#### REQUIREMENT
From the records below, extract all the text exactly and leave the images behind.

#### ENTRIES PROVIDED
════════

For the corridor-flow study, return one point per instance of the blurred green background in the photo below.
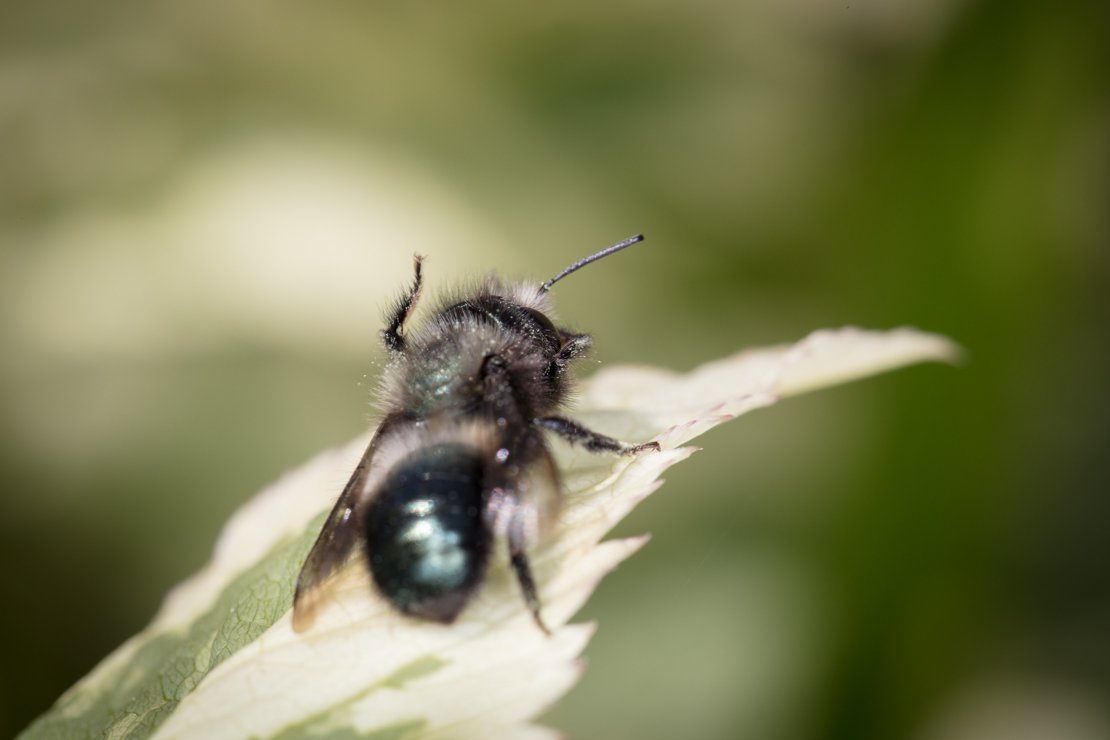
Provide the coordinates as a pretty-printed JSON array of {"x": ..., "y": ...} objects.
[{"x": 203, "y": 208}]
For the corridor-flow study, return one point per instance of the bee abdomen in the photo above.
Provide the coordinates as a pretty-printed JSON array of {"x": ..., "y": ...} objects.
[{"x": 426, "y": 541}]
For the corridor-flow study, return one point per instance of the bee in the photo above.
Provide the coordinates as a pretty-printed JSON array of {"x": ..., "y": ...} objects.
[{"x": 460, "y": 463}]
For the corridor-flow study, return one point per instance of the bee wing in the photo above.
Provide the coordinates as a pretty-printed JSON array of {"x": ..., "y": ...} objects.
[
  {"x": 336, "y": 540},
  {"x": 537, "y": 497}
]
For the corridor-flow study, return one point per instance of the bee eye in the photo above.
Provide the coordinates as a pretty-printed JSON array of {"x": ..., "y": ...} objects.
[{"x": 426, "y": 541}]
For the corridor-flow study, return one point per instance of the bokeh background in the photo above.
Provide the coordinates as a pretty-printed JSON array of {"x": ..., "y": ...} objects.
[{"x": 204, "y": 206}]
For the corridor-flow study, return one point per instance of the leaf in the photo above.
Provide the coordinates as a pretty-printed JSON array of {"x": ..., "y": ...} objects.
[{"x": 220, "y": 659}]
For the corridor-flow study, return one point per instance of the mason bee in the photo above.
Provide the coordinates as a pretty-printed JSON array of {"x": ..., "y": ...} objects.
[{"x": 458, "y": 463}]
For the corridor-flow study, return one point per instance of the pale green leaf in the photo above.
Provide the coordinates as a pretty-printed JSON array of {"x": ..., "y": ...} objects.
[{"x": 220, "y": 659}]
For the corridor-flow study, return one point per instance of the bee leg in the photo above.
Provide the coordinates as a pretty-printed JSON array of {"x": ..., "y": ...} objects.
[
  {"x": 595, "y": 443},
  {"x": 393, "y": 335},
  {"x": 523, "y": 571}
]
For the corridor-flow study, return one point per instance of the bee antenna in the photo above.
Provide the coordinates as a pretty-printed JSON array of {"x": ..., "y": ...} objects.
[{"x": 546, "y": 285}]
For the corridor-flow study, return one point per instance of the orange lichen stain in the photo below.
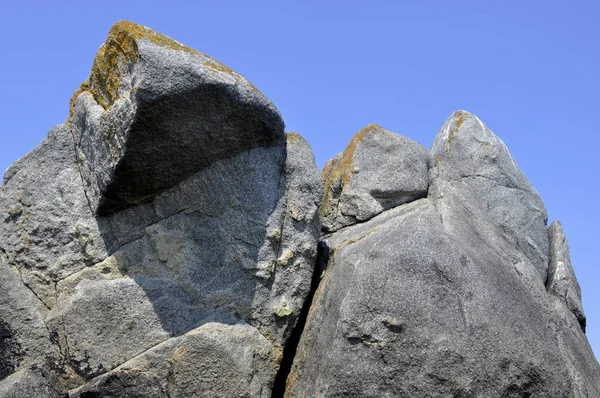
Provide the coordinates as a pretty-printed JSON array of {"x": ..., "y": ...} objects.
[
  {"x": 120, "y": 51},
  {"x": 342, "y": 169}
]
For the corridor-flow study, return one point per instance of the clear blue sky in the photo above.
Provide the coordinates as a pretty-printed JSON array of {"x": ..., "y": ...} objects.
[{"x": 528, "y": 69}]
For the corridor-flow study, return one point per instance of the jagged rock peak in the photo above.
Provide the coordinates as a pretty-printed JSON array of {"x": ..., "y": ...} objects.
[
  {"x": 155, "y": 108},
  {"x": 470, "y": 161},
  {"x": 378, "y": 170},
  {"x": 561, "y": 276},
  {"x": 161, "y": 242}
]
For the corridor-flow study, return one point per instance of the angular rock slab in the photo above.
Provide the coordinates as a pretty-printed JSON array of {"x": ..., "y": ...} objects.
[
  {"x": 154, "y": 112},
  {"x": 443, "y": 296},
  {"x": 378, "y": 170},
  {"x": 32, "y": 382},
  {"x": 561, "y": 276},
  {"x": 235, "y": 241},
  {"x": 47, "y": 229},
  {"x": 409, "y": 308},
  {"x": 173, "y": 200},
  {"x": 472, "y": 163},
  {"x": 215, "y": 360}
]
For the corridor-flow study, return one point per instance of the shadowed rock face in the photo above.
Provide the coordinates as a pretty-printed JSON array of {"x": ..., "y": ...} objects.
[
  {"x": 162, "y": 243},
  {"x": 170, "y": 220},
  {"x": 154, "y": 112},
  {"x": 377, "y": 171}
]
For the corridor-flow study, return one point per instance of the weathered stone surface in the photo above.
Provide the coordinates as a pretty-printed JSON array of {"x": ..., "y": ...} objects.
[
  {"x": 48, "y": 230},
  {"x": 561, "y": 277},
  {"x": 438, "y": 298},
  {"x": 32, "y": 382},
  {"x": 154, "y": 112},
  {"x": 162, "y": 243},
  {"x": 473, "y": 163},
  {"x": 215, "y": 360},
  {"x": 181, "y": 203},
  {"x": 377, "y": 171},
  {"x": 24, "y": 338}
]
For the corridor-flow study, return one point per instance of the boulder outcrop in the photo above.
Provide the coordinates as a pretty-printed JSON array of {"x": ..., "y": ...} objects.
[
  {"x": 169, "y": 221},
  {"x": 171, "y": 240},
  {"x": 447, "y": 295}
]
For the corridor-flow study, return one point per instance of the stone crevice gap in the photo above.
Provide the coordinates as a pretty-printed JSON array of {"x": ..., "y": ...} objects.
[{"x": 289, "y": 352}]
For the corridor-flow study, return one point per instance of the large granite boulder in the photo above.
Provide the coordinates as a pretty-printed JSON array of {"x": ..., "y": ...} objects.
[
  {"x": 446, "y": 296},
  {"x": 163, "y": 242},
  {"x": 378, "y": 170},
  {"x": 169, "y": 219},
  {"x": 154, "y": 112}
]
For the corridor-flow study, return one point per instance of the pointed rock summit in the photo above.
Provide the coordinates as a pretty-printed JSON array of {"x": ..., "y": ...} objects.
[
  {"x": 447, "y": 295},
  {"x": 170, "y": 240},
  {"x": 161, "y": 242},
  {"x": 154, "y": 112},
  {"x": 377, "y": 171}
]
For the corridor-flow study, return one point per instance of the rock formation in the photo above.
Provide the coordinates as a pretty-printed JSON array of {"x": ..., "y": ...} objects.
[{"x": 162, "y": 242}]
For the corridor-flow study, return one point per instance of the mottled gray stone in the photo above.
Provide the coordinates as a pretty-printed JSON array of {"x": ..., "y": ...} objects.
[
  {"x": 32, "y": 382},
  {"x": 407, "y": 308},
  {"x": 154, "y": 112},
  {"x": 47, "y": 229},
  {"x": 377, "y": 171},
  {"x": 170, "y": 200},
  {"x": 561, "y": 277},
  {"x": 236, "y": 240},
  {"x": 472, "y": 162},
  {"x": 215, "y": 360},
  {"x": 443, "y": 296},
  {"x": 24, "y": 338}
]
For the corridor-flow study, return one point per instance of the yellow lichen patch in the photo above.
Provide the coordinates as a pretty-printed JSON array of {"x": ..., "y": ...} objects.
[
  {"x": 456, "y": 127},
  {"x": 277, "y": 353},
  {"x": 343, "y": 168},
  {"x": 295, "y": 138},
  {"x": 327, "y": 169},
  {"x": 85, "y": 86},
  {"x": 286, "y": 256},
  {"x": 283, "y": 309},
  {"x": 119, "y": 52}
]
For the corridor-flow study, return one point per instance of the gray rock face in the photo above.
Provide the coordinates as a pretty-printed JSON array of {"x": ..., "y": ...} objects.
[
  {"x": 561, "y": 277},
  {"x": 160, "y": 111},
  {"x": 443, "y": 296},
  {"x": 162, "y": 244},
  {"x": 377, "y": 171},
  {"x": 170, "y": 219},
  {"x": 215, "y": 360},
  {"x": 470, "y": 161},
  {"x": 31, "y": 382}
]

════════

#### ANSWER TO THE EXERCISE
For the corridor-flow study, return one point per instance of the blurred green background in the photo below.
Provide the coordinates as a pretty-printed JSON array of {"x": ..., "y": ...} objects.
[{"x": 203, "y": 208}]
For the corridor-flow study, return one point per instance of the bee abdomen in the photo above.
Provide the coordinates as a pretty-printed JSON array of {"x": ..., "y": ...} objects.
[{"x": 426, "y": 541}]
For the corridor-flow study, return one point per instance of the bee in the photo above.
Provide the coordinates as a pretty-printed JSON array of {"x": ..., "y": ...} objects.
[{"x": 460, "y": 463}]
For the corridor-flow study, return one point per instance of the bee wing in the photo above.
Provide the coordinates as a pretty-printed JSON array of {"x": ..., "y": ...} objects.
[
  {"x": 336, "y": 540},
  {"x": 537, "y": 497}
]
For the corridor-flow study, return one point per instance of the bee eye in the photo above.
Provide the coordinates as a pretty-printed JSON array of {"x": ..., "y": ...} objects.
[{"x": 426, "y": 541}]
For the corridor-flow study, return one point per instance of the bokeh background in the photo above.
Provide the coordinates as a pretty-printed JSON array of {"x": ..., "y": ...} objects.
[{"x": 204, "y": 206}]
For the corridor-flow study, return one point per instance of the leaf in the photo above.
Provide the coordinates as a pretty-printed JSON array of {"x": ..., "y": ...} objects.
[{"x": 220, "y": 659}]
For the corridor-flow study, return one point per instance of the mason bee in the photo above.
Provide the coordinates as a pretty-printed JSON array of {"x": ..., "y": ...} objects.
[{"x": 458, "y": 463}]
For the corridor-flow study, return one point per instance of the pale green leaf in the photo above.
Provide the coordinates as a pretty-printed JSON array of {"x": ..., "y": ...} objects.
[{"x": 220, "y": 659}]
For the corridor-flow study, return one point per instance of the bee leg in the photo above.
Provide the coordinates as a pretty-printed JSON array of {"x": ..., "y": ...} objects.
[
  {"x": 595, "y": 443},
  {"x": 393, "y": 335},
  {"x": 523, "y": 571}
]
For the corridor-flow study, return one point per instance of the bee antenna in the photo above.
Provide the coordinates as a pretty-printed JSON array of {"x": ..., "y": ...} objects.
[{"x": 546, "y": 285}]
For the corridor-flow study, return one point per instance of the orange lichen stain in the photo below.
Provide the coordinates as a pretty-printed JSON array of {"x": ..., "y": ...} objects.
[
  {"x": 120, "y": 51},
  {"x": 342, "y": 169}
]
For the corridor-flow study, return one point per instance of the clear blue sky in the photo above.
Provide the coordinates as a pretty-printed JSON array of {"x": ..., "y": ...} objects.
[{"x": 528, "y": 69}]
For the corridor-flow study, return one point per instance of the jagged rock peak in the photo above.
Provide the coordinates as a pretty-printed JSON array of {"x": ..., "y": ...} objects.
[
  {"x": 155, "y": 108},
  {"x": 470, "y": 161},
  {"x": 378, "y": 170},
  {"x": 561, "y": 276},
  {"x": 161, "y": 242}
]
For the corridor-flow study, return one point per instance of the angular rock slab in the photo above.
Provide the coordinates as a pretty-printed JSON array of {"x": ..., "y": ...} objects.
[
  {"x": 154, "y": 112},
  {"x": 443, "y": 296},
  {"x": 378, "y": 170},
  {"x": 32, "y": 382},
  {"x": 561, "y": 276},
  {"x": 235, "y": 241},
  {"x": 47, "y": 229},
  {"x": 409, "y": 308},
  {"x": 173, "y": 200},
  {"x": 472, "y": 163},
  {"x": 215, "y": 360}
]
For the corridor-flow study, return one point per instance of the shadowed rock face in the photo above.
Provide the coordinates as a pretty-printed JSON array of {"x": ..., "y": ...} objects.
[
  {"x": 162, "y": 243},
  {"x": 170, "y": 220},
  {"x": 154, "y": 112},
  {"x": 377, "y": 171}
]
For the corridor-flow study, return one point per instance of the weathered stone surface in the photo above.
Provide the coordinates as a pretty-printed JSON array of {"x": ..., "y": ...} objects.
[
  {"x": 48, "y": 230},
  {"x": 561, "y": 277},
  {"x": 438, "y": 298},
  {"x": 32, "y": 382},
  {"x": 154, "y": 112},
  {"x": 162, "y": 243},
  {"x": 473, "y": 163},
  {"x": 215, "y": 360},
  {"x": 181, "y": 203},
  {"x": 377, "y": 171},
  {"x": 24, "y": 338}
]
For the corridor-flow study, return one point per instance of the boulder outcrop in the photo above.
Provide the coordinates as a pretty-printed JSON array of {"x": ..., "y": ...} objects.
[
  {"x": 169, "y": 221},
  {"x": 171, "y": 240},
  {"x": 447, "y": 295}
]
For the corridor-flow study, return one point per instance of the stone crevice gap in the photo above.
Provide the coordinates as a pretty-printed JSON array of {"x": ..., "y": ...} objects.
[{"x": 289, "y": 352}]
For the corridor-flow study, return one point per instance of the large granite boulder in the photo above.
Provide the coordinates as a pretty-printed JSON array of {"x": ..., "y": ...} objects.
[
  {"x": 446, "y": 296},
  {"x": 163, "y": 242},
  {"x": 378, "y": 170},
  {"x": 169, "y": 219},
  {"x": 154, "y": 112}
]
For the corridor-flow study, return one point per instance of the pointed rock summit in the photo above.
Provide the coordinates as a pretty-printed JSON array of {"x": ..., "y": ...} objects.
[
  {"x": 447, "y": 295},
  {"x": 170, "y": 240},
  {"x": 161, "y": 242},
  {"x": 154, "y": 112},
  {"x": 377, "y": 171}
]
For the corridor-flow study, return one point per instance of the rock formation in the photo above.
Provide the coordinates as a pretty-printed JSON array of {"x": ..., "y": ...} objects.
[{"x": 162, "y": 242}]
For the corridor-flow study, return one point per instance of the mottled gray stone in the photo above.
Provide the coordinates as a pretty-printed JSON array of {"x": ..., "y": ...} objects.
[
  {"x": 32, "y": 382},
  {"x": 407, "y": 308},
  {"x": 154, "y": 112},
  {"x": 47, "y": 229},
  {"x": 377, "y": 171},
  {"x": 170, "y": 200},
  {"x": 561, "y": 277},
  {"x": 236, "y": 240},
  {"x": 472, "y": 162},
  {"x": 215, "y": 360},
  {"x": 443, "y": 296},
  {"x": 24, "y": 338}
]
For the corridor-flow study, return one point per instance of the yellow lichen patch in the photo above.
Provide the coordinates as a pretty-printed JSON array of {"x": ..., "y": ...} objects.
[
  {"x": 456, "y": 127},
  {"x": 277, "y": 353},
  {"x": 343, "y": 168},
  {"x": 295, "y": 138},
  {"x": 327, "y": 169},
  {"x": 85, "y": 86},
  {"x": 286, "y": 256},
  {"x": 283, "y": 309},
  {"x": 119, "y": 52}
]
For the corridor-flow study, return one point per instance of the gray rock face in the photo above.
Provide the coordinates as a pretty-printed JSON array of {"x": ..., "y": ...} objects.
[
  {"x": 561, "y": 277},
  {"x": 160, "y": 111},
  {"x": 443, "y": 296},
  {"x": 162, "y": 244},
  {"x": 377, "y": 171},
  {"x": 170, "y": 219},
  {"x": 215, "y": 360},
  {"x": 470, "y": 161},
  {"x": 31, "y": 382}
]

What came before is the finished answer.